SUPPLIED PASSAGE:
__________

Adultery is the ultimate betrayal and the cause of many divorces it is also a crime. Adultery is defined in the Michigan Penal Code Section 750.29 which defines adultery as:
50.29 Adultery; definition.
Definition—Adultery is the sexual intercourse of 2 persons, either of whom is married to a third person.
Interesting enough, other sexual acts, which may be equally offensive do not rise to the crime of adultery in Michigan.
The crime of adultery is defined in MCL 730.30 as a felony, which is a crime punishable for over one year. The statute of limitations on adultery is one year.
However, the crime of adultery is not enforced. It is an antiquated law which is on the books and ignored.
Adultery is still relevant in a Michigan divorce, especially if it is the cause of the breakdown of the marriage.
The past relations and conduct of a party may be taken into consideration when dividing property in a Michigan divorce. As a general proposition, property division in a Michigan divorce has to be equitable or fair. This is often (but not always a 50/50 division of property acquired during the marriage. It is not uncommon to see a modest penalty for fault in dividing property at trial.

__________

WRITTEN EXERCISE 1:
In the adultery article, write out everything from "Adultery is the ultimate" down to "a third person.", swapping "Michigan Penal Code" for "Michigan Compiled Laws".
WRITTEN EXERCISE 2:
Translate this sentence from the adultery article into Spanish: "However, the crime of adultery is not enforced."
Rely only on the adultery article for what comes next.

__________

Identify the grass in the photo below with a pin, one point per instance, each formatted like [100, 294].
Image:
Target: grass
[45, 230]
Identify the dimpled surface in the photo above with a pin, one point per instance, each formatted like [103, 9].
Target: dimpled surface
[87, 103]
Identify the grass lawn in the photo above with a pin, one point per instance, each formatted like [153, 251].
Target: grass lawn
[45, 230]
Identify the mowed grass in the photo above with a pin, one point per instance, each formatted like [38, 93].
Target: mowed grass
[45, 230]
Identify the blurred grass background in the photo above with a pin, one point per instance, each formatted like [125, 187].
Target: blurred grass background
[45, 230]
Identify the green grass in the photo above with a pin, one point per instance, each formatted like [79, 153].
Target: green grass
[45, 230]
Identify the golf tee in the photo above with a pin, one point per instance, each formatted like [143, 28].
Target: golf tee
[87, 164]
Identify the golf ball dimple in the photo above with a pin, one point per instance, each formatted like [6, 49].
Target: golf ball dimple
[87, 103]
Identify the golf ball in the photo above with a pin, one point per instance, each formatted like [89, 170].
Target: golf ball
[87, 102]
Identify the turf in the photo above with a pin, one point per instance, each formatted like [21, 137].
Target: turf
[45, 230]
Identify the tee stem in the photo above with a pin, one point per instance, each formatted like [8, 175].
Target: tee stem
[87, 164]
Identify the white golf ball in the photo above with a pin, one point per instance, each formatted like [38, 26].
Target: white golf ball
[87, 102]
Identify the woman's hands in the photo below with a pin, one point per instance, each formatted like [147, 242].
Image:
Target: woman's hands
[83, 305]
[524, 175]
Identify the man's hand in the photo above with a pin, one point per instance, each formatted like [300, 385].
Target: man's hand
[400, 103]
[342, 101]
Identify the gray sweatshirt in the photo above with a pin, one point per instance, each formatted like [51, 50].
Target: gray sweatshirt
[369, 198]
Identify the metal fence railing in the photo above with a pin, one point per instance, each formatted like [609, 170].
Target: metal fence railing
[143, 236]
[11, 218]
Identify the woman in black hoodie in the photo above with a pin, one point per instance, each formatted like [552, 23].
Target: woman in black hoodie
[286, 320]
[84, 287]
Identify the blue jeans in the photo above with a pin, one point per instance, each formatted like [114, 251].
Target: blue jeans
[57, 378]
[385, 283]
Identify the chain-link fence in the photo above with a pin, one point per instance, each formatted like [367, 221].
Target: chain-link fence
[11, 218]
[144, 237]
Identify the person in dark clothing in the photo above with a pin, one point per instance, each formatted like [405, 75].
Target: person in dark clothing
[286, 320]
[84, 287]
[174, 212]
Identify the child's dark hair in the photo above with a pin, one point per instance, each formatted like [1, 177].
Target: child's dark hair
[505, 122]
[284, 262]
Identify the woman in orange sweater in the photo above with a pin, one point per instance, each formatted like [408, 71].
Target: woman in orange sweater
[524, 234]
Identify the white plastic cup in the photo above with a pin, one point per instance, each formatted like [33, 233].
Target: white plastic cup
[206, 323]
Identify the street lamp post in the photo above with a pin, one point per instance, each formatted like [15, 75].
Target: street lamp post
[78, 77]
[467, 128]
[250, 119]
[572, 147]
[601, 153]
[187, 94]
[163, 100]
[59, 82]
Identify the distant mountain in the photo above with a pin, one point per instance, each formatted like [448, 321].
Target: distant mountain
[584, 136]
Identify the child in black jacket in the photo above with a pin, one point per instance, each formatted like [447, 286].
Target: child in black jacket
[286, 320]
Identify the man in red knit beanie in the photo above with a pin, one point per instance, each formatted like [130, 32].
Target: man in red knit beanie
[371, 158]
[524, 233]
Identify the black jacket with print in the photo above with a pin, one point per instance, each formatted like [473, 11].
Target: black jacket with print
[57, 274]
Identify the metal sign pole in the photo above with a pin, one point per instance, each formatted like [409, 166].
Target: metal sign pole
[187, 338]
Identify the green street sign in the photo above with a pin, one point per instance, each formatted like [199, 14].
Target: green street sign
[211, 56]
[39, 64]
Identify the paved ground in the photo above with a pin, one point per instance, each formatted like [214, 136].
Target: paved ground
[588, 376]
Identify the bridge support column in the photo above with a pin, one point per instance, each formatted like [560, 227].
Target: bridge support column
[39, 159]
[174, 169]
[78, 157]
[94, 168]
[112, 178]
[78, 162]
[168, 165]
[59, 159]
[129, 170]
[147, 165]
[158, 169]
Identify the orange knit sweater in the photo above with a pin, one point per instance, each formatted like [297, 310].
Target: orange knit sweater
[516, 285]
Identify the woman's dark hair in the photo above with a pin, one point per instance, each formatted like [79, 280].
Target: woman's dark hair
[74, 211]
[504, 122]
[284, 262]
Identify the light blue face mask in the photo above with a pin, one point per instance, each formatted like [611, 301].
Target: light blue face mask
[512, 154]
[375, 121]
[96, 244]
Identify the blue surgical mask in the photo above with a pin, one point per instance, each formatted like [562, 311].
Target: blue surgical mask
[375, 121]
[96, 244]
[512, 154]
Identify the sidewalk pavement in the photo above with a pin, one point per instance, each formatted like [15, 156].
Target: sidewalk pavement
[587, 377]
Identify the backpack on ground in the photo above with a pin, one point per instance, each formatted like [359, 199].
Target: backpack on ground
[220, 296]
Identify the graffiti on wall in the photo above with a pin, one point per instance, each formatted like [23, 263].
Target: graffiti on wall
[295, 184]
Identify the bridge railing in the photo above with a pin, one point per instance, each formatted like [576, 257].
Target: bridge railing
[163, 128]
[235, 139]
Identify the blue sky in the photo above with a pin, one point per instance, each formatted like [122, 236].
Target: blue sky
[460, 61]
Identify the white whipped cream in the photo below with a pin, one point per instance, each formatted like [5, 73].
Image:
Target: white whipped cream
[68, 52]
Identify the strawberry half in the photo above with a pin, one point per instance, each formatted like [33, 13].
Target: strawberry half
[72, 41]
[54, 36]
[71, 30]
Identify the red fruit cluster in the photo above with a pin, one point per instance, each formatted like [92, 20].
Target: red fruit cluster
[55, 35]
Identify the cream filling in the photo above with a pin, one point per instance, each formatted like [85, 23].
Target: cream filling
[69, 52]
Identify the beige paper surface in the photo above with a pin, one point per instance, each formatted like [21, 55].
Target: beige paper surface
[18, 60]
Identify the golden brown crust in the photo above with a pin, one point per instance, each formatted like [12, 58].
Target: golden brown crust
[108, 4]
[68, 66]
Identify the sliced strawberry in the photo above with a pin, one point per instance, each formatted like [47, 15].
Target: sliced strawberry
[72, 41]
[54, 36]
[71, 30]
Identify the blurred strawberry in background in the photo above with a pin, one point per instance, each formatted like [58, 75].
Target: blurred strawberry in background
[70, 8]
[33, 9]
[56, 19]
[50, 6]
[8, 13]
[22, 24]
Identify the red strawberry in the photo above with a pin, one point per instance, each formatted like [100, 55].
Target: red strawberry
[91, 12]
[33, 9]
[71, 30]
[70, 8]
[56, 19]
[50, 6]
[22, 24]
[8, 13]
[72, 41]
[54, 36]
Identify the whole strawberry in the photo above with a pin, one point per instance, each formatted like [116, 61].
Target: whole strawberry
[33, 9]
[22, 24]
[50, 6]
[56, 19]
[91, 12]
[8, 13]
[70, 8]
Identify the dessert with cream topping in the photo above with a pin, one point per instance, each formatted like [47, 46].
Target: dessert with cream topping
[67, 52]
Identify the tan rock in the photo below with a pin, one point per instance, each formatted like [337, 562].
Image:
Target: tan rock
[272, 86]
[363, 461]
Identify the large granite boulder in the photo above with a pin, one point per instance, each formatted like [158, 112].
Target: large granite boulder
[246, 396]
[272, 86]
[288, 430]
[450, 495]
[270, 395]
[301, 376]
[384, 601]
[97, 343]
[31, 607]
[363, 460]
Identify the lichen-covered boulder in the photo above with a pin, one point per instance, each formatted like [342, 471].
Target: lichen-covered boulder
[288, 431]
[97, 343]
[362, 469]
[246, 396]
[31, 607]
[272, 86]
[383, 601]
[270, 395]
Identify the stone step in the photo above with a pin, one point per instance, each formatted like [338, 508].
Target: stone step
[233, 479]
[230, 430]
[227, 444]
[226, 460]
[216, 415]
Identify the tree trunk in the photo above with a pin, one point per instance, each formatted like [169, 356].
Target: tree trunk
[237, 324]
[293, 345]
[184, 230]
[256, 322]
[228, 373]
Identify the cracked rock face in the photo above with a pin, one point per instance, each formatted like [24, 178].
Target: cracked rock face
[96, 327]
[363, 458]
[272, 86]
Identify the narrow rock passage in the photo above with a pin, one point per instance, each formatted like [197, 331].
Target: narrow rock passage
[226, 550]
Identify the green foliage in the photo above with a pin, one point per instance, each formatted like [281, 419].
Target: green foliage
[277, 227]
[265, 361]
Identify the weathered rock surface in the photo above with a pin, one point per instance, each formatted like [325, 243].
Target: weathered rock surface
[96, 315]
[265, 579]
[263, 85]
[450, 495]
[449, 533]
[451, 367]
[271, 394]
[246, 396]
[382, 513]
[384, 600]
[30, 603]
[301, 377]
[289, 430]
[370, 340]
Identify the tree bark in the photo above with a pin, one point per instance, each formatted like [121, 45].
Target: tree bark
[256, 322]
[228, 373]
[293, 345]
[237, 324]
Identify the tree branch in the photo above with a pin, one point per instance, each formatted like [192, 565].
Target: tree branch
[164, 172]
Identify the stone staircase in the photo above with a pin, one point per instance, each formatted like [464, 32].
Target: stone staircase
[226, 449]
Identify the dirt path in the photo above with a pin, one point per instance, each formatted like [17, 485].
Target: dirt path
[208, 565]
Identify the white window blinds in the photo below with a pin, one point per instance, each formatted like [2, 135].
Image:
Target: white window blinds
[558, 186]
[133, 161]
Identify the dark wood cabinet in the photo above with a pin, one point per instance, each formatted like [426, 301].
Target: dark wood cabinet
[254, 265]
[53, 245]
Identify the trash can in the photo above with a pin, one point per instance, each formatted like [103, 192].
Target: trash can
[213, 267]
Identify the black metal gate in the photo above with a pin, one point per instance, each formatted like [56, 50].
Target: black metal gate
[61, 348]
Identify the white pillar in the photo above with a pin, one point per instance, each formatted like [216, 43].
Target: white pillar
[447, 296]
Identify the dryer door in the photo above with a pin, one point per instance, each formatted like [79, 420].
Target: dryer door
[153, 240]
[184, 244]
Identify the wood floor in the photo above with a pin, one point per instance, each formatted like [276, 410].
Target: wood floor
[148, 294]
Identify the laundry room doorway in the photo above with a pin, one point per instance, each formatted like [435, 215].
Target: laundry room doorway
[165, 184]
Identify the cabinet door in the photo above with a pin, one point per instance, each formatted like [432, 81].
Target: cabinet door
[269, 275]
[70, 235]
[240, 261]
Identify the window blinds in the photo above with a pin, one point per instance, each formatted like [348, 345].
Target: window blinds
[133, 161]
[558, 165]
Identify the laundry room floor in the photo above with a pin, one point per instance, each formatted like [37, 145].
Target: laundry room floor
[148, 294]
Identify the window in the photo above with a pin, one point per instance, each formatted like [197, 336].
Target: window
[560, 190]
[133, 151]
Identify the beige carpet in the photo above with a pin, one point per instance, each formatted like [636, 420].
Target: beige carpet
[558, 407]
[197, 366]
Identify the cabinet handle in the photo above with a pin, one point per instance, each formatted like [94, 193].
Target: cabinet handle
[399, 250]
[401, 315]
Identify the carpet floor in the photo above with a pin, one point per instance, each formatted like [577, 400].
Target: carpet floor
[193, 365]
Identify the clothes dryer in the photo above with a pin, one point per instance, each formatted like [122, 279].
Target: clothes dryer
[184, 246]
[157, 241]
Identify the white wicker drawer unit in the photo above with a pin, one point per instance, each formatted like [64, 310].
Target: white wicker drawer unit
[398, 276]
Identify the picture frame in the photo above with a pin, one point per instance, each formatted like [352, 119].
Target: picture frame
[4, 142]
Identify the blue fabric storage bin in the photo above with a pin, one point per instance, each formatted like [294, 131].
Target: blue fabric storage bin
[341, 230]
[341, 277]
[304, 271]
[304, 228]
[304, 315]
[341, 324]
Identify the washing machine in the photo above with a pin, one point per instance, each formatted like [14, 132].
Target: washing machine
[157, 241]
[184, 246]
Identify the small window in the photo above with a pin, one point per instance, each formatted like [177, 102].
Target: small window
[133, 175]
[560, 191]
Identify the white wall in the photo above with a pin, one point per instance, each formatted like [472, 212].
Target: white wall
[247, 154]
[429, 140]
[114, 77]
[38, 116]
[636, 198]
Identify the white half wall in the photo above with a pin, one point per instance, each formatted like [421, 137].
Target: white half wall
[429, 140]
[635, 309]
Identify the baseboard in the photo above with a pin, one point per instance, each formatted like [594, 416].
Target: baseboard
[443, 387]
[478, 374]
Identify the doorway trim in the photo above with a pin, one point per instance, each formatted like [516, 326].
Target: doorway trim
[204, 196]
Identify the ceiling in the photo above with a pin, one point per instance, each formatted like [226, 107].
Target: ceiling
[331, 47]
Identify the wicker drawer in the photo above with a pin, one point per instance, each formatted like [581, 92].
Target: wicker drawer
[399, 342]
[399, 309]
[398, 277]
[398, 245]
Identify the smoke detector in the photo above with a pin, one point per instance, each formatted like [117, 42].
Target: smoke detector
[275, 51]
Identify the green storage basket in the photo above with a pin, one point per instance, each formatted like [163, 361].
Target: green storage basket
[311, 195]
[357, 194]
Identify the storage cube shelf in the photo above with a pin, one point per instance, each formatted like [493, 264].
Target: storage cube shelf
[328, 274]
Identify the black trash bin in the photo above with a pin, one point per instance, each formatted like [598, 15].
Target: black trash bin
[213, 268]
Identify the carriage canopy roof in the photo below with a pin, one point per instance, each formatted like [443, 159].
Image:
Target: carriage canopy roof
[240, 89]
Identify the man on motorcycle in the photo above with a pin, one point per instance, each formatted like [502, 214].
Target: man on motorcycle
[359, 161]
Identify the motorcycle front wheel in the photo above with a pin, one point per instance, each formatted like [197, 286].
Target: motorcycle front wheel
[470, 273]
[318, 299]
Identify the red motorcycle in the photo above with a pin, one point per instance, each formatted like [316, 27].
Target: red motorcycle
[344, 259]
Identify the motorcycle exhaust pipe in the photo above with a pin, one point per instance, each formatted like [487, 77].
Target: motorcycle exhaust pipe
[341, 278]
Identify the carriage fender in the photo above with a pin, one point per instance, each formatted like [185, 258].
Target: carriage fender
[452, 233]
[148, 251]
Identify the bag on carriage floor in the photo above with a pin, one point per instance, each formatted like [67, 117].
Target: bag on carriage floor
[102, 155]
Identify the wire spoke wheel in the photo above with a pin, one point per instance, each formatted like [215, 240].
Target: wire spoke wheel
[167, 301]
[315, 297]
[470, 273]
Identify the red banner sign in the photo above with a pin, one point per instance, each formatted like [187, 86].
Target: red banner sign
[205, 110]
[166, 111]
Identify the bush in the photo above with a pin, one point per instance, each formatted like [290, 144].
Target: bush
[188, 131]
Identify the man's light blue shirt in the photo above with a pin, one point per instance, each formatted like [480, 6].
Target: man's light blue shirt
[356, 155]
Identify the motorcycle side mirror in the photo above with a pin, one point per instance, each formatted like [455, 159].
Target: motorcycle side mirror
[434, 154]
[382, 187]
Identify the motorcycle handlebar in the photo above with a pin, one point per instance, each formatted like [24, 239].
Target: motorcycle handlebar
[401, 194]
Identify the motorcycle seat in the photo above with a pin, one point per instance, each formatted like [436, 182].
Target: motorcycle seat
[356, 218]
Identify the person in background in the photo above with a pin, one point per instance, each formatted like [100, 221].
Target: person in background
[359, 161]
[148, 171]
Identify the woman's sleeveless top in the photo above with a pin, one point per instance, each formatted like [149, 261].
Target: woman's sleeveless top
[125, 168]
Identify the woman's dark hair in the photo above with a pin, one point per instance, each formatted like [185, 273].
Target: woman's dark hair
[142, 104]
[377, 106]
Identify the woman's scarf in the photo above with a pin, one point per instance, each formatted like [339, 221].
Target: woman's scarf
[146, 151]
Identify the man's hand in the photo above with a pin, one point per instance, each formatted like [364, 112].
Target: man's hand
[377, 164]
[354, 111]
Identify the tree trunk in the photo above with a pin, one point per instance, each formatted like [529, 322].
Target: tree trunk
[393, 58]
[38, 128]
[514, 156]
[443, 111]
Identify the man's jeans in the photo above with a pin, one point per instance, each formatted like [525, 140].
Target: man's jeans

__________

WRITTEN SOLUTION 1:
Adultery is the ultimate betrayal and the cause of many divorces it is also a crime. Adultery is defined in the Michigan Compiled Laws Section 750.29 which defines adultery as:
50.29 Adultery; definition.
Definition—Adultery is the sexual intercourse of 2 persons, either of whom is married to a third person.

WRITTEN SOLUTION 2:
Sin embargo, el delito de adulterio no se aplica.